[Location identification entries]
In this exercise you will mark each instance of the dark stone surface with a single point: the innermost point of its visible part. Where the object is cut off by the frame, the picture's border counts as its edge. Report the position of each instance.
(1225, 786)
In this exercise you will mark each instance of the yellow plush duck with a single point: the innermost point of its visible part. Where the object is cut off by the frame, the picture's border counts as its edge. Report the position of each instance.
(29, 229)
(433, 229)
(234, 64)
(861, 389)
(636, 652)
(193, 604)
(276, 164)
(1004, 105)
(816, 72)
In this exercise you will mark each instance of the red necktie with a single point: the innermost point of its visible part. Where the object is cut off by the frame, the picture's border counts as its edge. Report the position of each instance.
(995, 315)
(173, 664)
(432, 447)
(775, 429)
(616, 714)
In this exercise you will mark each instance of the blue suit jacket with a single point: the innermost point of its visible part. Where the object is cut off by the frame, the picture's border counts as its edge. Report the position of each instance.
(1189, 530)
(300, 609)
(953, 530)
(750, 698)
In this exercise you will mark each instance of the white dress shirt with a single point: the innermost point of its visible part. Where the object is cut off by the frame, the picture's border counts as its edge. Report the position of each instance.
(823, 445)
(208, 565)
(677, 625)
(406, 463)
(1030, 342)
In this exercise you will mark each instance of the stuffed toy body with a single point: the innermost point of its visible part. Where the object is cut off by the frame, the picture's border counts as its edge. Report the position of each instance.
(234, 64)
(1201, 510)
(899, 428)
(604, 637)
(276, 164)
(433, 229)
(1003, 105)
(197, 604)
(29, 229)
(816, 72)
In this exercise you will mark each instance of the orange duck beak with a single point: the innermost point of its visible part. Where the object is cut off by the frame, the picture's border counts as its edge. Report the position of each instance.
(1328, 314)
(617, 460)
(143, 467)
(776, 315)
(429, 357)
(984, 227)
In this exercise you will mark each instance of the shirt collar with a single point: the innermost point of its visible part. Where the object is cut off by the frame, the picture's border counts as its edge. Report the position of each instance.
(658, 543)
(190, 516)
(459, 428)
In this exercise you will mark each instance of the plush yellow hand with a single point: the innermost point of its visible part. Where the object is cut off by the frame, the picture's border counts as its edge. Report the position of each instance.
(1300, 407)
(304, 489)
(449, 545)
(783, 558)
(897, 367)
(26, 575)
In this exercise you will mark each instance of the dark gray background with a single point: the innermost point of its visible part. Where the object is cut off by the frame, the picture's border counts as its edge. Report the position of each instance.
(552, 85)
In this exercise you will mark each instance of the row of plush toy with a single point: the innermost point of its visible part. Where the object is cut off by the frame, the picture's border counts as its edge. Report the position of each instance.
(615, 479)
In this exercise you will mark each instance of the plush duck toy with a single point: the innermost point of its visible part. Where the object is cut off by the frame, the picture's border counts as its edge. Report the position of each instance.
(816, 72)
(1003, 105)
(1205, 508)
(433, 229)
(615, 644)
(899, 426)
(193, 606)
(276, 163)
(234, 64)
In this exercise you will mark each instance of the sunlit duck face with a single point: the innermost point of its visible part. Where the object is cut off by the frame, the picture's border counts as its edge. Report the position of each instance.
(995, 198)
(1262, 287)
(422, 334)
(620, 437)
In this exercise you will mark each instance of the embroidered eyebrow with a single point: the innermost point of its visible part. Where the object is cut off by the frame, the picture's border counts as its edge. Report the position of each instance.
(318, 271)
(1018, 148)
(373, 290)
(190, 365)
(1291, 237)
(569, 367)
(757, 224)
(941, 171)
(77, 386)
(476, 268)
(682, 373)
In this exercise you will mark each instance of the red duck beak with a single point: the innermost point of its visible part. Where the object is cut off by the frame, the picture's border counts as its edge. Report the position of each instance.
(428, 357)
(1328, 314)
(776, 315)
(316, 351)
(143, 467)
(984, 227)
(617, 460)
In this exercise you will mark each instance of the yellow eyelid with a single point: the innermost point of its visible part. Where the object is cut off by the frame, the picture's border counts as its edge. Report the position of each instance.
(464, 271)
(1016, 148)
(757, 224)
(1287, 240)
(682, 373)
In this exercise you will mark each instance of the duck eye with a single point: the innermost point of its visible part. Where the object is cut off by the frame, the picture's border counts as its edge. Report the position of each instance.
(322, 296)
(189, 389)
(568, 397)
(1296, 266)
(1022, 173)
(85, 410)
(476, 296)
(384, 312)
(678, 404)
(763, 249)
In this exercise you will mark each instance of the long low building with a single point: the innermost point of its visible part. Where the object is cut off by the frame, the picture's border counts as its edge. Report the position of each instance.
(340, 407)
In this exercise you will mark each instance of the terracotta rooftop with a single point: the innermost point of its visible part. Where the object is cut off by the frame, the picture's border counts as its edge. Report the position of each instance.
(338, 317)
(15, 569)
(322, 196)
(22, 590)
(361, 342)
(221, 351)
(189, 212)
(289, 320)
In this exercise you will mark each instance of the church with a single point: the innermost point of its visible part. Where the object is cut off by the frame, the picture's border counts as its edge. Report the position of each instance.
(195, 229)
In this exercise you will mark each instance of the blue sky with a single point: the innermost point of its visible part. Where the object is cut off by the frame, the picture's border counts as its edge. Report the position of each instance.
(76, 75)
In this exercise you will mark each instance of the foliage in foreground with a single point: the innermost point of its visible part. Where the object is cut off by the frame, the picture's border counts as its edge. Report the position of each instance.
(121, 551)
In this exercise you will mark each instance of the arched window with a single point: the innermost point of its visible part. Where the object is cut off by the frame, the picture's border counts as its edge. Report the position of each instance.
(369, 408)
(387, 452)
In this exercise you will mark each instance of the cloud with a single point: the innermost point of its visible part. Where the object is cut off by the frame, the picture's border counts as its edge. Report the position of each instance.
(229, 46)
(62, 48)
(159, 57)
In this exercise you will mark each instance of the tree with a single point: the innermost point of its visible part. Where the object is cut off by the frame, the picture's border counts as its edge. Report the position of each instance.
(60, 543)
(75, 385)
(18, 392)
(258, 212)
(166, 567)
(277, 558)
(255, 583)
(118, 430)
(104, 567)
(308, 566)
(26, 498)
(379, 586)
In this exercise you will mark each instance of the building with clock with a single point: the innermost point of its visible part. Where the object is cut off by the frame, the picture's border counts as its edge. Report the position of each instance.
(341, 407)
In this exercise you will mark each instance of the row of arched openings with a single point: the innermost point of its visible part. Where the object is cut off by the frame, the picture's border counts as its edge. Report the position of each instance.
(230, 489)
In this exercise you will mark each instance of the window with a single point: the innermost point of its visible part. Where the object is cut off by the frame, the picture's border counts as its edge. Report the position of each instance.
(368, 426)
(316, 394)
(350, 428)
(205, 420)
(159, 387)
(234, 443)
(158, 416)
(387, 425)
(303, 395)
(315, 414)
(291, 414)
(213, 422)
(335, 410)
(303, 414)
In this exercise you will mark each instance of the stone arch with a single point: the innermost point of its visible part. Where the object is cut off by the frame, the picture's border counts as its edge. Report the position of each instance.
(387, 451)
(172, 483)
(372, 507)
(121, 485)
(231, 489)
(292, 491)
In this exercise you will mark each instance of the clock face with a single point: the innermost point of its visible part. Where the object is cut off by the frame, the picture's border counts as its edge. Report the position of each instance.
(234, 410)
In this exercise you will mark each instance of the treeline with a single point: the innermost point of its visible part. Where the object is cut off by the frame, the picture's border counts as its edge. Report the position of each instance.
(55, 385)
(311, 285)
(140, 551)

### Task requirements
Repeat, word for word, every line from the line that contains "In this exercise you will mark each instance of the stone" to the end of the entries; include both of those lines and no others.

### Reply
In this exercise you will mark each instance of the stone arch with a single point: the innermost point of its visible part. Where the object is cut off by the frame, the picture's border counts as its edge. Report the position of each instance.
(387, 451)
(172, 483)
(372, 507)
(121, 485)
(231, 489)
(292, 491)
In this exercise you will mark each instance of the clock face with a single point: the innermost point of its visible part. Where the object is cut off by the frame, the picture's border counts as its edge. Report the position of each instance.
(234, 410)
In this exercise you will mark each instance of the treeline with a single point: the innermost point of its visible part. Where the object is cut off by the frame, the picture's border counts as its edge. Report the position of each instance.
(55, 385)
(311, 285)
(140, 551)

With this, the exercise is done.